Starting at the line that contains "Target: black metal gate", write out every line through the last one in the records below, word for word. Leave out any pictures.
——
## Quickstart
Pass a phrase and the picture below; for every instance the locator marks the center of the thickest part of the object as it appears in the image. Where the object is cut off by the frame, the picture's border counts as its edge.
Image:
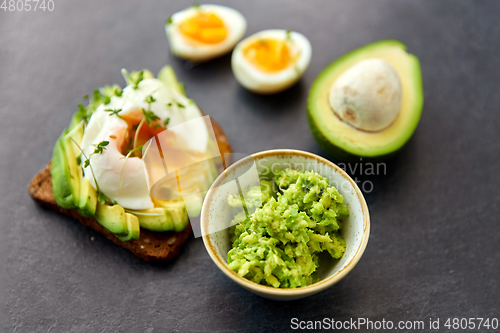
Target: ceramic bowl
(216, 215)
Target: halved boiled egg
(204, 32)
(271, 61)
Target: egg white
(184, 48)
(127, 182)
(253, 79)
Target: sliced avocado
(88, 198)
(154, 219)
(112, 218)
(71, 151)
(171, 215)
(178, 213)
(346, 142)
(167, 76)
(134, 230)
(61, 177)
(65, 173)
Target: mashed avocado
(278, 244)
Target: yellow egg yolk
(204, 27)
(269, 55)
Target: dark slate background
(435, 232)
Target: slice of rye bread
(153, 247)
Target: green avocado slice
(344, 142)
(133, 228)
(167, 76)
(61, 176)
(112, 218)
(88, 198)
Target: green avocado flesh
(345, 142)
(73, 191)
(278, 245)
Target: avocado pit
(367, 96)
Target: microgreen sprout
(100, 147)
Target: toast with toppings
(152, 242)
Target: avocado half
(344, 142)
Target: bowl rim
(278, 292)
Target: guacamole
(299, 216)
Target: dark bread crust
(153, 247)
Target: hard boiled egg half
(204, 32)
(271, 61)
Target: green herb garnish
(99, 149)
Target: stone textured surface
(433, 251)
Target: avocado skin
(60, 172)
(343, 155)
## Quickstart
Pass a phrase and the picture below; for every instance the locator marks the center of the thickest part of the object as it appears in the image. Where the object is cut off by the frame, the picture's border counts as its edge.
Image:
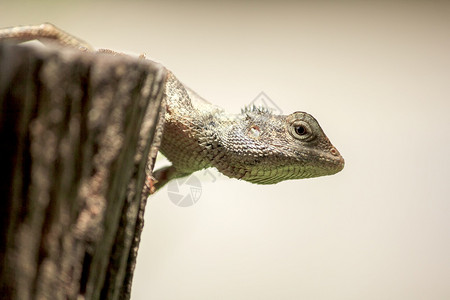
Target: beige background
(376, 76)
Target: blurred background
(375, 75)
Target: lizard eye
(301, 130)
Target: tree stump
(80, 133)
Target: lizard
(254, 145)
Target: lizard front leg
(163, 175)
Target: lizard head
(272, 148)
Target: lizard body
(255, 145)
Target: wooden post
(76, 132)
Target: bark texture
(76, 130)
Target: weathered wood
(76, 131)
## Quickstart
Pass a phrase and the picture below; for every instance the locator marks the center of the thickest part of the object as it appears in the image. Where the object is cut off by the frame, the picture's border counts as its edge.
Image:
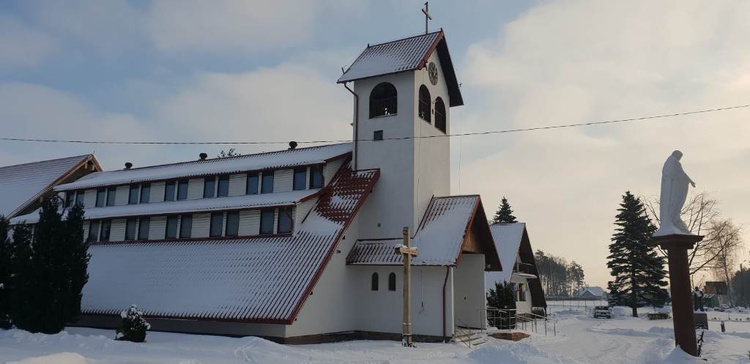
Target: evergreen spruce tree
(5, 273)
(504, 214)
(638, 270)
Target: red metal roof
(262, 280)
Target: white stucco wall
(469, 292)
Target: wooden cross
(407, 252)
(427, 17)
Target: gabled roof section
(250, 162)
(22, 185)
(255, 280)
(403, 55)
(441, 237)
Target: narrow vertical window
(233, 223)
(93, 231)
(300, 178)
(251, 188)
(425, 103)
(101, 197)
(217, 220)
(285, 221)
(143, 227)
(133, 195)
(130, 228)
(266, 221)
(182, 189)
(145, 192)
(171, 229)
(106, 227)
(209, 185)
(169, 190)
(316, 177)
(111, 194)
(186, 226)
(267, 185)
(223, 190)
(440, 119)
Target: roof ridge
(47, 160)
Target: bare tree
(726, 239)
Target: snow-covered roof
(22, 184)
(507, 241)
(261, 280)
(402, 55)
(440, 237)
(261, 161)
(198, 205)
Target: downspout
(445, 282)
(356, 123)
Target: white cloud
(23, 46)
(580, 61)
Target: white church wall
(390, 206)
(332, 293)
(469, 293)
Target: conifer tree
(638, 271)
(504, 214)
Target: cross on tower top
(427, 17)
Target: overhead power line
(486, 132)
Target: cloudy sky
(265, 70)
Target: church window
(217, 219)
(233, 223)
(171, 229)
(182, 189)
(209, 185)
(143, 227)
(300, 178)
(267, 185)
(93, 231)
(285, 221)
(425, 102)
(266, 221)
(440, 122)
(251, 188)
(383, 100)
(101, 197)
(223, 188)
(316, 177)
(186, 226)
(130, 228)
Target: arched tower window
(424, 103)
(440, 114)
(383, 100)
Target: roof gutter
(356, 124)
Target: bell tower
(403, 91)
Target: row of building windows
(180, 226)
(214, 186)
(375, 282)
(384, 101)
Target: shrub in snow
(133, 327)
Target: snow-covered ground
(579, 339)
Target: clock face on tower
(432, 71)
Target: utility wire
(486, 132)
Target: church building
(299, 245)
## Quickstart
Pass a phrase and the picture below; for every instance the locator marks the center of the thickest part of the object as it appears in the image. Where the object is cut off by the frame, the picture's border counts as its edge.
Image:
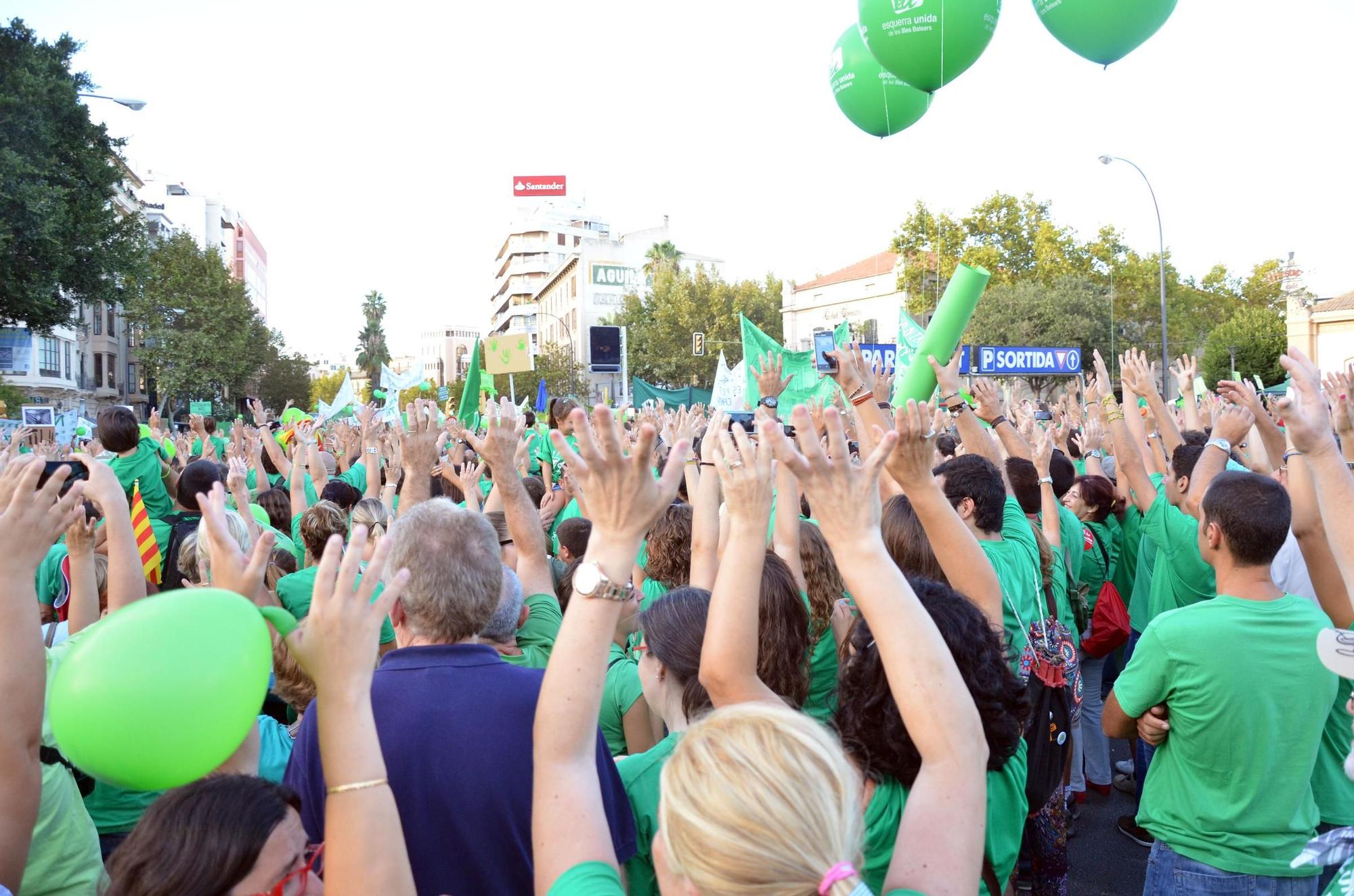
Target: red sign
(540, 186)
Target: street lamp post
(571, 338)
(136, 106)
(1161, 238)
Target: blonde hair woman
(372, 514)
(756, 799)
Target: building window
(49, 358)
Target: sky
(373, 147)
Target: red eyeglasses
(297, 882)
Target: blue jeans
(1169, 874)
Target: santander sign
(538, 186)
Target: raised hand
(768, 373)
(624, 497)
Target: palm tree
(660, 256)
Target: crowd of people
(843, 650)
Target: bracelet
(355, 786)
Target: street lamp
(1161, 238)
(572, 385)
(136, 106)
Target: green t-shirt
(1070, 529)
(537, 638)
(1016, 561)
(821, 703)
(1332, 787)
(1249, 700)
(619, 694)
(1007, 811)
(294, 593)
(117, 811)
(641, 775)
(1180, 576)
(144, 465)
(64, 856)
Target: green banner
(808, 382)
(642, 392)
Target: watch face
(587, 579)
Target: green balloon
(928, 43)
(874, 99)
(1104, 30)
(206, 653)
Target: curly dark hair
(783, 630)
(873, 730)
(821, 576)
(670, 547)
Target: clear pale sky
(373, 145)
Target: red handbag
(1110, 622)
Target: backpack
(182, 526)
(1110, 623)
(1054, 683)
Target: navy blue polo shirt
(454, 725)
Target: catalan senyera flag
(147, 545)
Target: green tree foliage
(556, 365)
(1019, 242)
(204, 336)
(1072, 312)
(1260, 336)
(661, 255)
(285, 376)
(323, 389)
(683, 303)
(62, 239)
(372, 339)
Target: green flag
(469, 404)
(806, 382)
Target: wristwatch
(590, 581)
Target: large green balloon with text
(928, 43)
(163, 692)
(1104, 30)
(875, 101)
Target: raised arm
(729, 653)
(1127, 453)
(705, 511)
(940, 840)
(127, 579)
(30, 523)
(498, 449)
(569, 822)
(961, 557)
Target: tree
(204, 336)
(285, 376)
(684, 303)
(661, 255)
(1259, 336)
(372, 339)
(1072, 313)
(324, 388)
(62, 239)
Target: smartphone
(745, 418)
(823, 344)
(78, 472)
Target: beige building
(865, 294)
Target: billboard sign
(538, 186)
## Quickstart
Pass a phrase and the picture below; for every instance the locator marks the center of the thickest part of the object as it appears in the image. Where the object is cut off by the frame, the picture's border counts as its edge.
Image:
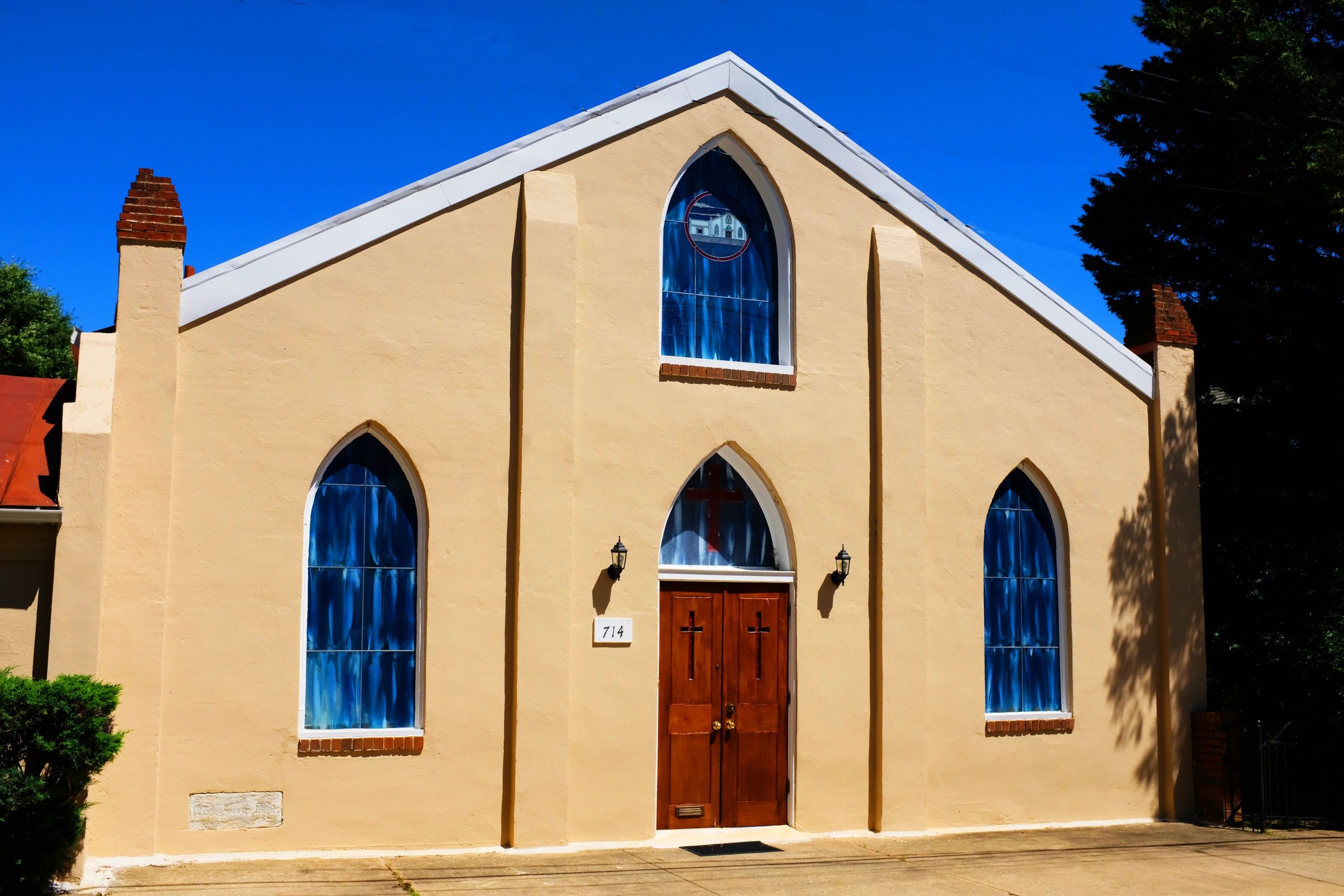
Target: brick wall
(1218, 769)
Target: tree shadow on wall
(1138, 683)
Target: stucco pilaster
(546, 510)
(1180, 565)
(85, 467)
(901, 571)
(135, 596)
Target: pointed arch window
(363, 594)
(1025, 655)
(717, 520)
(725, 265)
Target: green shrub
(54, 738)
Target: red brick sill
(313, 746)
(728, 375)
(999, 727)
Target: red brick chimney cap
(152, 214)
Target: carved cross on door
(694, 630)
(759, 630)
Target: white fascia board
(218, 288)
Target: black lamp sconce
(617, 561)
(842, 567)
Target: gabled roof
(30, 441)
(224, 285)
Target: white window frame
(421, 529)
(784, 253)
(1066, 705)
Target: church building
(675, 467)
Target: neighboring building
(30, 472)
(339, 512)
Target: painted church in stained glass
(678, 467)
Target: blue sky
(273, 114)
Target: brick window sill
(406, 745)
(728, 375)
(1002, 727)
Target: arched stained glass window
(1022, 601)
(363, 606)
(721, 273)
(717, 522)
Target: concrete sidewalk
(1183, 860)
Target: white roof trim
(224, 285)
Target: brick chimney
(1170, 324)
(152, 214)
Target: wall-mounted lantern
(842, 567)
(617, 561)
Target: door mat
(731, 849)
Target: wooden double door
(723, 705)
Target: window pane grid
(1022, 602)
(362, 594)
(719, 293)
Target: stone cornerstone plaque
(236, 812)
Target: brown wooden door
(756, 750)
(723, 659)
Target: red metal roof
(30, 440)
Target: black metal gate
(1294, 779)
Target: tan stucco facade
(510, 349)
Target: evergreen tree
(1233, 191)
(34, 327)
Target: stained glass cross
(714, 496)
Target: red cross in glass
(716, 496)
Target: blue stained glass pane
(362, 597)
(1038, 544)
(1002, 680)
(718, 250)
(389, 690)
(346, 468)
(332, 698)
(1000, 543)
(334, 609)
(1022, 601)
(1004, 496)
(718, 279)
(1041, 679)
(337, 531)
(759, 336)
(718, 328)
(678, 260)
(1002, 608)
(1040, 613)
(678, 324)
(390, 610)
(392, 529)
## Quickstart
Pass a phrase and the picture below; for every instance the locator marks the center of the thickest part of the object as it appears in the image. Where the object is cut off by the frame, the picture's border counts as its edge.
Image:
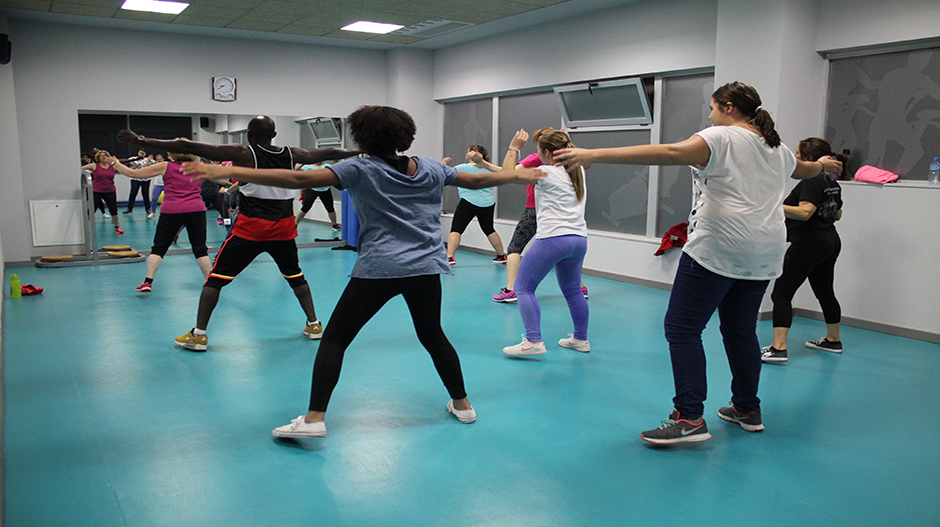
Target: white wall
(60, 69)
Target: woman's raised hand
(519, 140)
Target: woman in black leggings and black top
(811, 209)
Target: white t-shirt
(736, 227)
(557, 208)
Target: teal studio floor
(106, 423)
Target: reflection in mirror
(98, 129)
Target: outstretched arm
(523, 176)
(312, 156)
(238, 154)
(274, 177)
(692, 151)
(808, 169)
(141, 173)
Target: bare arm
(238, 154)
(141, 173)
(525, 176)
(275, 177)
(692, 151)
(803, 212)
(312, 156)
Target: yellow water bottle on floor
——
▶ **Written solution**
Target: black metal gate
(1294, 779)
Target: tan stucco facade
(510, 349)
Target: evergreen tree
(1233, 191)
(34, 327)
Target: stained glass cross
(714, 496)
Target: red cross in glass
(716, 496)
Target: blue stained glass pane
(362, 597)
(1038, 544)
(1002, 680)
(718, 250)
(389, 690)
(346, 468)
(332, 698)
(1000, 543)
(334, 609)
(1022, 601)
(1004, 496)
(718, 279)
(1041, 679)
(337, 531)
(759, 336)
(718, 328)
(678, 260)
(1002, 608)
(1040, 613)
(678, 324)
(390, 610)
(392, 529)
## Quickstart
Pass a phrase and the picture below; for every instance the locator marks the center of the thickest part of the object as it appears in the image. Where the object is cut off by the frame, the picture's border counts as its edge.
Image:
Target: white wall
(60, 69)
Target: woman's raised hand
(519, 140)
Target: woman in black leggings and black top
(811, 209)
Target: white t-shirt
(736, 227)
(557, 208)
Target: teal studio floor
(106, 423)
Target: reflection in mirror
(98, 129)
Target: outstretched arm
(523, 176)
(312, 156)
(238, 154)
(274, 177)
(692, 151)
(808, 169)
(141, 173)
Target: bare arm
(238, 154)
(141, 173)
(525, 176)
(275, 177)
(692, 151)
(803, 212)
(312, 156)
Target: yellow water bottle on floor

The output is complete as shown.